[Opening Given passage section]
Sunday, March 21, 2010
A statement of action
I first learned of the Hoover Cart while making a documentary film in Tarboro, North Carolina. The film was an oral history take on the evolution of this small agricultural town through the generations. I was fascinated by the Hoover Cart story and the image I saw in my mind of the re-imagined vehicle, this ultimate coping mechanism, and it seemed to me then, as it does now, a monument to the absurd, as only something utilitarian done in prolonged crisis can be. I sat with that image in my mind for years, and would revisit it when a particularly blaring example of American overindulgence confronted my senses. I began to wonder what we would do with all this stuff if it became, through crisis, impossible to use as originally intended. I had grand images of Hoovervilles made out of plasma TV’s, like the old depression shanties that used ads from the daily newspaper to cover holes in the wall against the cold, resulting in destitute people being surrounded by marketing images of things never to be afforded.
[Closing Given passage section]
■ What you need to do
a. Decide whether each statement agrees with the Hoover Cart post, answering yes or no and quoting the words from the post that settle it. (i) The writer first heard of the Hoover Cart while making a documentary film in Tarboro, North Carolina. (ii) The documentary traced the growth of a large industrial city. (iii) Depression shanties used newspaper ads to cover holes in their walls.
b. In the Hoover Cart post, what kind of film was the documentary the writer was making?
c. Write the next part of the Hoover Cart post, picking up right after its final sentence.
[Opening Data under study section]
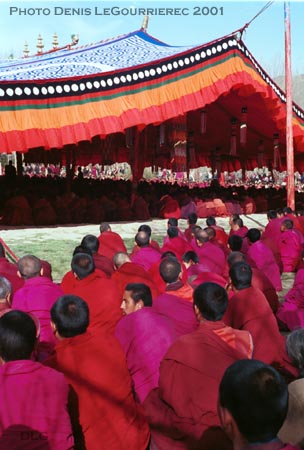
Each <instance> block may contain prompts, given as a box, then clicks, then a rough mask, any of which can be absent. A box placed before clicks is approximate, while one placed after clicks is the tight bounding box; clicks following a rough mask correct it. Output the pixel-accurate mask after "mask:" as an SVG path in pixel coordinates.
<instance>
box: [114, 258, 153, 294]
mask: <svg viewBox="0 0 304 450" xmlns="http://www.w3.org/2000/svg"><path fill="white" fill-rule="evenodd" d="M113 262H114V266H115V268H116V270H115V272H114V273H113V275H112V277H111V278H112V280H113V281H114V283H115V284H116V286H117V288H118V291H119V296H120V298H122V295H123V292H124V290H125V286H126V285H127V284H128V283H144V284H146V285H147V286H149V288H150V289H151V293H152V298H153V299H154V298H156V297H157V296H158V295H159V293H160V292H161V291H160V290H159V288H158V286H157V285H156V284H155V283H154V282H153V280H152V279H151V276H150V275H149V274H148V272H147V271H146V270H145V269H144V268H143V267H141V266H139V265H138V264H135V263H132V261H131V260H130V258H129V256H128V255H127V253H116V255H115V256H114V258H113Z"/></svg>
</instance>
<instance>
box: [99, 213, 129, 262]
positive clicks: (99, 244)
mask: <svg viewBox="0 0 304 450" xmlns="http://www.w3.org/2000/svg"><path fill="white" fill-rule="evenodd" d="M99 230H100V235H99V236H98V240H99V249H98V253H99V254H100V255H103V256H106V257H107V258H108V259H109V260H110V261H112V258H113V256H114V255H115V254H116V253H117V252H127V249H126V246H125V244H124V241H123V240H122V238H121V237H120V236H119V234H118V233H115V232H114V231H112V230H111V227H110V225H109V224H108V223H107V222H102V223H101V224H100V227H99Z"/></svg>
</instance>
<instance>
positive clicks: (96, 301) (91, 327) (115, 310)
mask: <svg viewBox="0 0 304 450" xmlns="http://www.w3.org/2000/svg"><path fill="white" fill-rule="evenodd" d="M61 287H62V289H64V287H65V286H64V285H62V286H61ZM64 293H65V294H73V295H78V296H79V297H81V298H82V299H83V300H85V301H86V302H87V304H88V305H89V311H90V325H89V328H90V329H92V328H93V329H95V327H96V328H98V329H101V328H102V329H103V330H104V331H109V332H114V329H115V326H116V324H117V322H118V321H119V319H121V317H122V313H121V310H120V304H121V298H120V297H119V292H118V289H117V287H116V285H115V283H114V281H112V280H110V279H108V278H101V277H100V276H99V274H98V273H97V272H93V273H91V274H90V275H88V276H87V277H86V278H84V279H83V280H76V282H75V284H73V285H72V286H70V289H69V290H68V291H64Z"/></svg>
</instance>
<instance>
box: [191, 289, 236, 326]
mask: <svg viewBox="0 0 304 450" xmlns="http://www.w3.org/2000/svg"><path fill="white" fill-rule="evenodd" d="M193 304H194V305H196V306H197V307H198V309H199V311H200V313H201V314H202V316H203V317H204V319H207V320H210V321H212V322H216V321H218V320H221V318H222V317H223V315H224V314H225V311H226V309H227V306H228V295H227V292H226V290H225V289H224V288H223V287H222V286H220V285H219V284H216V283H211V282H208V283H202V284H200V285H199V286H197V288H195V290H194V292H193Z"/></svg>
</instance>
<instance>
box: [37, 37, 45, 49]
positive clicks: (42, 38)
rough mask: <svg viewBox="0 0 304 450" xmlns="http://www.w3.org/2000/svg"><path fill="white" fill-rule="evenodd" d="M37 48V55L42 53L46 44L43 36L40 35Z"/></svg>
mask: <svg viewBox="0 0 304 450" xmlns="http://www.w3.org/2000/svg"><path fill="white" fill-rule="evenodd" d="M36 47H37V53H42V51H43V48H44V44H43V38H42V36H41V34H39V35H38V38H37V45H36Z"/></svg>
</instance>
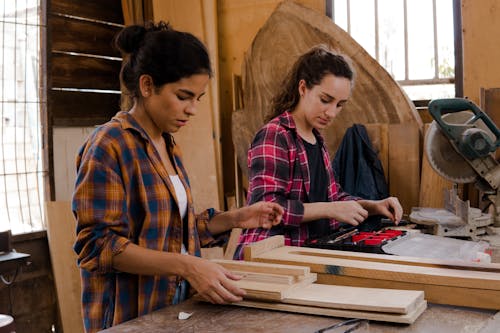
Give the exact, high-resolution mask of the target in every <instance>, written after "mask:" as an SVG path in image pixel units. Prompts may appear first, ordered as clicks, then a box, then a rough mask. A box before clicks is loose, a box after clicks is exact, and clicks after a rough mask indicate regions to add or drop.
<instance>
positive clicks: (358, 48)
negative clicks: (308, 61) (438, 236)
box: [232, 1, 422, 200]
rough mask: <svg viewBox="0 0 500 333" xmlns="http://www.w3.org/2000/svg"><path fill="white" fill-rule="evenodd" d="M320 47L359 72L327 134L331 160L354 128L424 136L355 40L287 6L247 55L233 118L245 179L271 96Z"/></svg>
mask: <svg viewBox="0 0 500 333" xmlns="http://www.w3.org/2000/svg"><path fill="white" fill-rule="evenodd" d="M317 44H329V45H331V46H332V47H333V48H334V49H337V50H338V51H339V52H341V53H343V54H346V55H347V56H349V57H350V58H351V59H352V62H353V65H354V67H355V70H356V72H357V78H356V86H355V88H354V90H353V94H352V97H351V98H350V100H349V103H348V104H347V105H346V107H345V109H344V110H343V111H342V112H341V113H340V114H339V115H338V116H337V117H336V118H335V121H334V122H333V124H332V125H331V126H330V127H329V128H327V129H325V131H323V134H324V135H325V140H326V142H327V145H328V148H329V151H330V153H331V154H332V156H333V153H334V152H335V151H336V149H337V146H338V144H339V143H340V139H341V138H342V136H343V134H344V131H345V129H346V128H348V127H350V126H351V125H353V124H354V123H361V124H367V123H384V124H399V123H409V124H414V125H415V126H416V128H417V129H418V130H421V127H422V121H421V119H420V117H419V115H418V113H417V111H416V109H415V107H414V106H413V104H412V103H411V101H410V100H409V99H408V97H407V96H406V94H405V93H404V91H403V90H402V89H401V87H400V86H399V85H398V84H397V82H395V81H394V79H393V78H392V77H391V76H390V75H389V73H387V71H386V70H385V69H384V68H383V67H382V66H380V65H379V64H378V63H377V61H376V60H375V59H373V58H372V57H371V56H370V55H369V54H368V53H367V52H366V51H365V50H364V49H363V48H362V47H361V46H360V45H359V44H358V43H356V42H355V41H354V39H352V38H351V37H350V36H349V35H348V34H347V33H346V32H345V31H344V30H342V29H341V28H340V27H338V26H337V25H335V24H334V23H333V22H332V20H331V19H329V18H328V17H327V16H326V15H324V13H320V12H317V11H314V10H311V9H309V8H307V7H304V6H301V5H299V4H297V3H295V2H292V1H283V2H282V3H281V4H280V5H279V6H278V7H277V8H276V9H275V11H274V12H273V14H272V15H271V17H270V18H269V19H268V20H267V21H266V23H265V24H264V25H263V26H262V28H261V29H260V31H259V32H258V33H257V36H256V37H255V38H254V40H253V43H252V46H251V47H250V49H249V50H248V51H247V52H246V54H245V60H244V63H243V69H242V77H243V97H244V109H243V110H240V111H236V112H234V113H233V118H232V120H233V123H232V125H233V129H232V133H233V142H234V146H235V150H236V153H237V156H238V163H239V165H240V168H241V170H242V172H243V173H244V174H247V149H248V147H249V144H250V142H251V140H252V139H253V136H254V135H255V133H256V132H257V130H258V129H259V128H260V127H261V126H262V125H263V123H264V119H265V115H266V114H267V113H268V111H269V108H270V101H271V99H272V96H273V95H274V94H275V93H276V92H277V90H278V88H279V87H280V86H281V82H282V80H283V78H284V76H285V75H286V73H287V72H288V70H289V69H290V68H291V66H292V64H293V63H294V62H295V60H296V59H297V57H298V56H299V55H301V54H303V53H304V52H305V51H307V50H308V49H309V48H310V47H312V46H314V45H317ZM270 45H272V47H270ZM417 187H418V183H417ZM417 196H418V193H417ZM417 200H418V198H417Z"/></svg>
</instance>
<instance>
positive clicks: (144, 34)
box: [115, 25, 147, 53]
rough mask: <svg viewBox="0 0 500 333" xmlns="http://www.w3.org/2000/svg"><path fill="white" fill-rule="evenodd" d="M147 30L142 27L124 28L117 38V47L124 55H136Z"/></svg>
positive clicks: (116, 35) (129, 27)
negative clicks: (124, 53) (133, 53)
mask: <svg viewBox="0 0 500 333" xmlns="http://www.w3.org/2000/svg"><path fill="white" fill-rule="evenodd" d="M146 32H147V30H146V28H144V27H143V26H140V25H131V26H128V27H126V28H123V29H122V30H121V31H120V32H119V33H118V35H116V38H115V46H116V47H117V48H118V50H120V51H121V52H122V53H134V52H135V51H137V50H138V49H139V48H140V47H141V44H142V41H143V39H144V35H145V34H146Z"/></svg>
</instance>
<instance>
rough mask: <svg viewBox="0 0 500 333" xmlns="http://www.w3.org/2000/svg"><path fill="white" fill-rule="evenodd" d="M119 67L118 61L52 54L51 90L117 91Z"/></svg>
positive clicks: (119, 69)
mask: <svg viewBox="0 0 500 333" xmlns="http://www.w3.org/2000/svg"><path fill="white" fill-rule="evenodd" d="M120 67H121V61H119V60H109V59H101V58H92V57H86V56H76V55H69V54H61V53H53V54H52V88H78V89H99V90H101V89H102V90H115V91H119V90H120V82H119V80H118V73H119V72H120ZM110 78H113V79H110Z"/></svg>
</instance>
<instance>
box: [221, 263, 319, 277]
mask: <svg viewBox="0 0 500 333" xmlns="http://www.w3.org/2000/svg"><path fill="white" fill-rule="evenodd" d="M212 261H213V262H216V263H218V264H219V265H221V266H224V267H225V268H226V269H229V270H238V271H242V272H256V273H270V274H281V275H291V276H305V275H309V273H310V272H311V270H310V269H309V267H305V266H304V267H300V266H297V265H276V264H266V263H261V262H249V261H239V260H216V259H215V260H212Z"/></svg>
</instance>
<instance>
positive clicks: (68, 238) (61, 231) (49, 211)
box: [46, 201, 83, 333]
mask: <svg viewBox="0 0 500 333" xmlns="http://www.w3.org/2000/svg"><path fill="white" fill-rule="evenodd" d="M46 212H47V238H48V241H49V248H50V257H51V259H52V269H53V271H54V279H55V283H56V290H57V299H58V303H59V311H60V314H61V321H62V325H63V329H64V332H72V333H73V332H74V333H79V332H83V320H82V309H81V301H80V299H81V286H80V273H79V269H78V267H77V266H76V254H75V253H74V252H73V244H74V242H75V239H76V234H75V228H76V221H75V218H74V217H73V213H72V212H71V204H70V202H68V201H49V202H47V203H46Z"/></svg>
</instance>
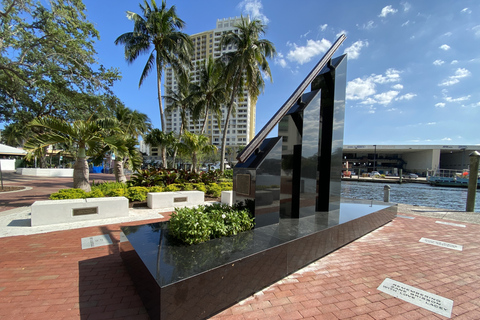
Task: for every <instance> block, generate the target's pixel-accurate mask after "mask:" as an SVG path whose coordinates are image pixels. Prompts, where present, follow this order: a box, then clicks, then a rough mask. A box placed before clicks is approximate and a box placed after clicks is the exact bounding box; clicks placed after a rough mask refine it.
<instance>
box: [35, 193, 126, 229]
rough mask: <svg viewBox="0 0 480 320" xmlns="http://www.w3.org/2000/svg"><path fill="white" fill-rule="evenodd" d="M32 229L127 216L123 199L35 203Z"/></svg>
mask: <svg viewBox="0 0 480 320" xmlns="http://www.w3.org/2000/svg"><path fill="white" fill-rule="evenodd" d="M31 209H32V227H36V226H44V225H50V224H57V223H69V222H78V221H88V220H95V219H106V218H117V217H127V216H128V212H129V209H128V199H127V198H125V197H107V198H87V199H68V200H44V201H35V202H34V203H33V204H32V207H31Z"/></svg>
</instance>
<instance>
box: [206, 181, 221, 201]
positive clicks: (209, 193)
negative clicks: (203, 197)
mask: <svg viewBox="0 0 480 320" xmlns="http://www.w3.org/2000/svg"><path fill="white" fill-rule="evenodd" d="M206 193H207V194H208V195H209V196H212V197H215V198H218V197H220V196H221V195H222V188H221V187H220V186H219V185H218V184H216V183H210V184H209V185H207V192H206Z"/></svg>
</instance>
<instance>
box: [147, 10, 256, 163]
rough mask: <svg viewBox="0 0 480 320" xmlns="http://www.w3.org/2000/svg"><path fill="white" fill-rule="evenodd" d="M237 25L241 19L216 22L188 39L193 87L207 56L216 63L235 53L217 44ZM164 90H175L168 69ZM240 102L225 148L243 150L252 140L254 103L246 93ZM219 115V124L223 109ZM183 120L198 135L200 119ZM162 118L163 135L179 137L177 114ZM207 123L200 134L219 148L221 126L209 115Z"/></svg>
mask: <svg viewBox="0 0 480 320" xmlns="http://www.w3.org/2000/svg"><path fill="white" fill-rule="evenodd" d="M247 19H248V17H247ZM240 21H241V18H237V17H235V18H228V19H219V20H217V25H216V28H215V29H213V30H209V31H204V32H200V33H197V34H194V35H191V36H190V37H191V39H192V41H193V47H194V54H193V59H192V62H193V65H194V67H193V70H192V71H191V73H190V76H191V79H192V81H193V82H194V83H196V82H198V81H199V80H200V70H201V67H202V65H204V63H205V61H206V60H207V59H208V57H209V56H212V57H213V58H214V59H218V58H219V57H221V56H222V54H224V53H226V52H230V51H234V50H235V48H234V47H232V46H229V47H225V46H223V47H221V46H220V40H221V38H222V35H223V34H225V33H227V32H229V31H232V32H235V33H237V32H238V29H237V28H235V25H237V24H239V23H240ZM168 89H171V90H176V89H177V81H176V79H175V75H174V72H173V70H172V68H168V69H167V70H166V72H165V92H168ZM241 98H242V99H236V103H237V105H236V113H235V114H232V115H231V117H230V122H229V127H228V128H227V143H226V144H227V146H245V145H247V144H248V142H250V140H252V139H253V137H254V136H255V111H256V109H255V103H252V102H251V101H250V97H249V95H248V93H247V91H244V92H243V93H241ZM165 105H166V106H167V107H168V105H169V102H168V101H167V102H166V103H165ZM222 115H223V118H222V122H223V121H224V120H225V118H226V115H227V108H226V107H225V106H224V107H223V108H222ZM187 116H188V128H187V130H188V131H190V132H193V133H196V134H198V133H200V130H201V128H202V125H203V119H201V120H199V121H195V122H194V121H193V120H192V119H191V114H190V113H188V114H187ZM165 118H166V131H167V132H170V131H174V132H176V133H179V131H180V126H181V117H180V112H179V110H175V111H173V112H166V113H165ZM207 121H208V123H207V125H206V127H205V132H204V134H205V135H206V136H208V137H209V138H210V141H211V143H212V144H213V145H215V146H219V147H220V146H221V143H222V130H221V129H220V128H223V124H221V125H219V123H217V120H216V119H215V116H213V115H210V116H209V117H208V119H207ZM152 152H153V150H152ZM152 155H153V154H152Z"/></svg>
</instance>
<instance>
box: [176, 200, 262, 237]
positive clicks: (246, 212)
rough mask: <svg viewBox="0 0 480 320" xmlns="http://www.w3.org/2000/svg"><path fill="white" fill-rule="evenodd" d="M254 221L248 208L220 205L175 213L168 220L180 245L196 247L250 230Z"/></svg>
mask: <svg viewBox="0 0 480 320" xmlns="http://www.w3.org/2000/svg"><path fill="white" fill-rule="evenodd" d="M253 221H254V219H253V218H252V216H251V214H250V212H249V211H248V210H247V209H246V208H244V207H239V206H237V207H231V206H228V205H226V204H218V203H217V204H212V205H209V206H198V207H196V208H181V209H176V211H175V212H174V213H173V214H172V216H171V218H170V220H169V230H170V232H171V233H172V235H173V236H174V237H175V238H176V239H178V240H180V241H181V242H183V243H186V244H197V243H201V242H205V241H208V240H210V239H214V238H220V237H225V236H230V235H235V234H238V233H239V232H243V231H247V230H250V229H252V228H253V226H254V222H253Z"/></svg>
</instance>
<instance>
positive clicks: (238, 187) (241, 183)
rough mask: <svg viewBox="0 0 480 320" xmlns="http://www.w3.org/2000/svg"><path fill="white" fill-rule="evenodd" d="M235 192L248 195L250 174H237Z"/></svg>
mask: <svg viewBox="0 0 480 320" xmlns="http://www.w3.org/2000/svg"><path fill="white" fill-rule="evenodd" d="M237 193H240V194H244V195H249V194H250V175H249V174H237Z"/></svg>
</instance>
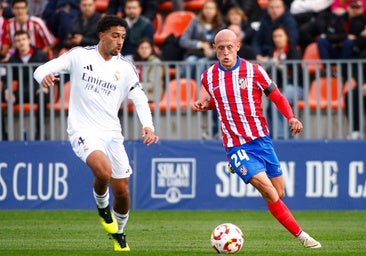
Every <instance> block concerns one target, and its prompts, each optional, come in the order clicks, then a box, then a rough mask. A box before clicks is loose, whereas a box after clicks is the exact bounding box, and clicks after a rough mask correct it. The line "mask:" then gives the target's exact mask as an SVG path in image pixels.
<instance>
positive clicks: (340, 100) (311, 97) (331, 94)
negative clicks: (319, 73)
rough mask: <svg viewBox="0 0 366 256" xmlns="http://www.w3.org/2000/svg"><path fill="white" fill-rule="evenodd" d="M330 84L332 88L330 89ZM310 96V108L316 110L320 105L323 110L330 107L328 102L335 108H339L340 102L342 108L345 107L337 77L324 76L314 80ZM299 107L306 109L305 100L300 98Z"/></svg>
mask: <svg viewBox="0 0 366 256" xmlns="http://www.w3.org/2000/svg"><path fill="white" fill-rule="evenodd" d="M328 86H329V89H330V90H328ZM308 97H309V98H308V99H309V100H308V105H309V109H310V110H316V109H317V108H318V107H319V109H321V110H325V109H327V107H328V103H329V104H330V107H331V109H333V110H336V109H338V104H340V106H341V108H342V109H344V107H345V106H344V98H343V95H342V89H341V90H340V91H338V80H337V78H335V77H331V78H326V77H322V78H320V79H318V80H314V81H313V82H312V83H311V85H310V90H309V96H308ZM328 98H329V99H328ZM298 107H299V109H300V110H303V109H305V107H306V103H305V101H304V100H300V101H299V102H298Z"/></svg>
[Closing Data under study section]
■ Responses in order
a.
(i) Yes: "I first learned of the Hoover Cart while making a documentary film in Tarboro, North Carolina."
(ii) No: "an oral history take on the evolution of this small agricultural town through the generations."
(iii) Yes: "used ads from the daily newspaper to cover holes in the wall against the cold."

b. It was an oral history of how a small agricultural town changed through the generations.

c.
I began to contemplate the reality of the world we have built for ourselves grinding to a halt and one thing became clear; everything in our modern world depends on energy. In our strive for American individualism and independence, we have quietly cut all ties with the land, favoring the convenience of cheap gadgetry and in the process becoming blindly dependent on energy, mostly oil, and most of that foreign. One has to look no further than the blackout of 2005 that crippled New York City and the surrounding area to see how impossible American life would be without energy, and cheap energy at that.
In thinking about our society it is clear that we have collectively bought in to the American idea of “Bigger is better.” This thinking, fed by prosperous times and easily available credit, has given us an explosion of consumer goods, the Mc Mansion, corporations too big to fail, and giant gas guzzling SUVs. We owe much of our recent prosperity to a relatively stable period in history and the availability of cheap oil.
A lot has been made of our dependence on oil and there has been much speculation about how much oil is left on the planet. But one thing is sure, we (US) consume vastly more resources than the rest of the world, and when the developing world catches up with us (China, India etc.) as they are working very hard to do, global demand will outpace supply, which will cause the price of oil to skyrocket; oil dependent economies (like ours) will collapse, and there will be an explosion of violence as we all fight for resources (to say nothing of the disastrous effects on the environment).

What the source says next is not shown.